31 Ocak 2000 22:00

Konferans mücadeleye ışık tuttu

EMEP İstanbul İl Konferansı, ilçelerden ve birimlerden gelen delegelerin katılımıyla yapıldı.

Paylaş
Konferans mücadeleye ışık tuttu
EMEP İstanbul İl Konferansı EMEP Genel Başkanı Levent Tüzel'in de katılımıyla yapıldı. Konferansta konuşan partili işçiler işyerlerindeki deneyimlerini, parti faaliyetlerini anlattılar ve EMEP'in işçilerin ana gövdesini nasıl bir çalışmayla kucaklayabileceğini tartıştılar. Tüzel, konferansın mücadeleye ışık tutacak konuşmalarla geçtiğini belirtti.
Devrimci kalabilmek için...
Önceki gün EMEP Ümraniye İlçe Örgütü'nde yapılan konferans bir dakikalık saygı duruşu ve işçilerin hep bir ağızdan Enternasyonel Marşı'nı söylemesiyle başladı. Gündemin açıklanmasıyla devam eden konferansın ilk konuşmasını "İşçiler partiye parti iktidara" sloganlarıyla konferans salonuna giren EMEP Genel Başkanı Levent Tüzel yaptı.
Tüzel, yaklaşık iki aydır bütün birimlerde partinin dört yıllık çalışmasıyla hangi noktaya geldiğinin tartışıldığını belirtti ve devrimci bir parti için tartışmanın önemini vurgulayarak "Her daim devrimci kalmak için bundan vazgeçmeyeceğiz. Tartışmalarımızda hatalarımıza karşı acımasız olduk. Böyle olduğu için de EMEP işçi ve emekçiler içinde yer edindi" dedi. Yabancı sermayenin kurtaracağını söyleyerek geri kalmış ülkeleri işgal ettiğini ve Türkiye'nin de bu ülkeler arasında olduğunu açıklayan Tüzel, Ecevit'in 53 projeyi koltuğunun altına alarak, ülkeyi pazarlamak üzere Davos'a gittiğini belirtti. Tüzel, sermayenin kendini yenileyebilmek amacıyla büyük bir bilinç bulanıklığı yarattığını belirtti ve bu bilinç bulanıklığını göz önünde bulundurarak emekçilere yönelik çalışmanın hassas bir biçimde yürütülmesi gerektiğini anlattı.

• _Verilen Bilgiler_

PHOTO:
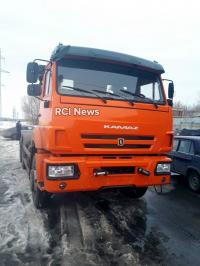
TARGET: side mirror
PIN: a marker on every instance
(34, 90)
(171, 90)
(32, 72)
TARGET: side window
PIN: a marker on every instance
(152, 91)
(185, 146)
(48, 83)
(175, 145)
(192, 148)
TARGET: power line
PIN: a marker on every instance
(1, 71)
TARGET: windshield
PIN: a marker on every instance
(111, 81)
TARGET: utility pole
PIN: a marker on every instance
(1, 71)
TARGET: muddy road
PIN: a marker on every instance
(96, 228)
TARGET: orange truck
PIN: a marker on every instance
(104, 122)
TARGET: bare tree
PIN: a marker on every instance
(30, 108)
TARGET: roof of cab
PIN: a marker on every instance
(61, 51)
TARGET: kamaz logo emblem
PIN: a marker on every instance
(120, 142)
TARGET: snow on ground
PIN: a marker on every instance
(21, 225)
(95, 228)
(6, 124)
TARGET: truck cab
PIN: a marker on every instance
(104, 121)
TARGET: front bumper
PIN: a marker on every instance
(88, 181)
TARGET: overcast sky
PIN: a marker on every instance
(165, 31)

• _Yazılı Görevler_
• a. EMEP İstanbul İl Konferansı haberinde "EMEP İstanbul İl Konferansı, ilçelerden" ifadesinden "konuşmalarla geçtiğini belirtti." ifadesine kadar olan bölümü, "partili işçiler" yerine "parti üyesi işçiler" koyarak değiştirin ve yeniden yazın.
• b. EMEP İstanbul İl Konferansı haberinin devamını, metnin bittiği yerden başlayarak yazın.

• _Çözümlü Görevler_
• a.
EMEP İstanbul İl Konferansı, ilçelerden ve birimlerden gelen delegelerin katılımıyla yapıldı.

Paylaş
Konferans mücadeleye ışık tuttu
EMEP İstanbul İl Konferansı EMEP Genel Başkanı Levent Tüzel'in de katılımıyla yapıldı. Konferansta konuşan parti üyesi işçiler işyerlerindeki deneyimlerini, parti faaliyetlerini anlattılar ve EMEP'in işçilerin ana gövdesini nasıl bir çalışmayla kucaklayabileceğini tartıştılar. Tüzel, konferansın mücadeleye ışık tutacak konuşmalarla geçtiğini belirtti.

• b.
EMEP'in Emek Platformu'nun kurulmasındaki rolünün büyük olduğunu ve partinin her zaman emekçileri birleştirme çabası içinde olacağını kaydeden Tüzel, DSP-MHP-ANAP ortaklığıyla kurulan hükümetin ortaya 'Enflasyon yüzde 25 olacak' diye bir program attığını, ama enflasyon hedefinin gerçekçi olmadığı gibi bu programın yükünün de emekçilere çıkarıldığını açıkladı.
Sermayeyi sarsmalıyız
Sermayenin tahkim, MAI gibi IMF'yle hazırladığı saldırı programlarını hayata geçirmek üzere her yerde yeni adımlar attığını da belirten Tüzel, bu saldırılara karşı duran tek onurlu sesin EMEP olduğunu vurguladı. Bu saldırıları geri püskürtmek için halkın gözlerindeki bağın kaldırılması gerektiğini söyleyen Tüzel, "Bunun için işe büyük fabrikalardan başlamalıyız" dedi.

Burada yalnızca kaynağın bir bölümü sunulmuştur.